**Exercise brief**
Please go through the records below and return every line holding the word "point".

**Entries provided**
========================================

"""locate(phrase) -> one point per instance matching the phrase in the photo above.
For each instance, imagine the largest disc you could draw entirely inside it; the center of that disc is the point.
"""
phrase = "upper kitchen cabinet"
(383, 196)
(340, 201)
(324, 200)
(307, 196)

========================================

**Output of the task**
"""locate(phrase) -> one point per instance matching the phrase in the photo above.
For each instance, imagine the largest disc you could draw entirely inside it; the center of that disc is the point.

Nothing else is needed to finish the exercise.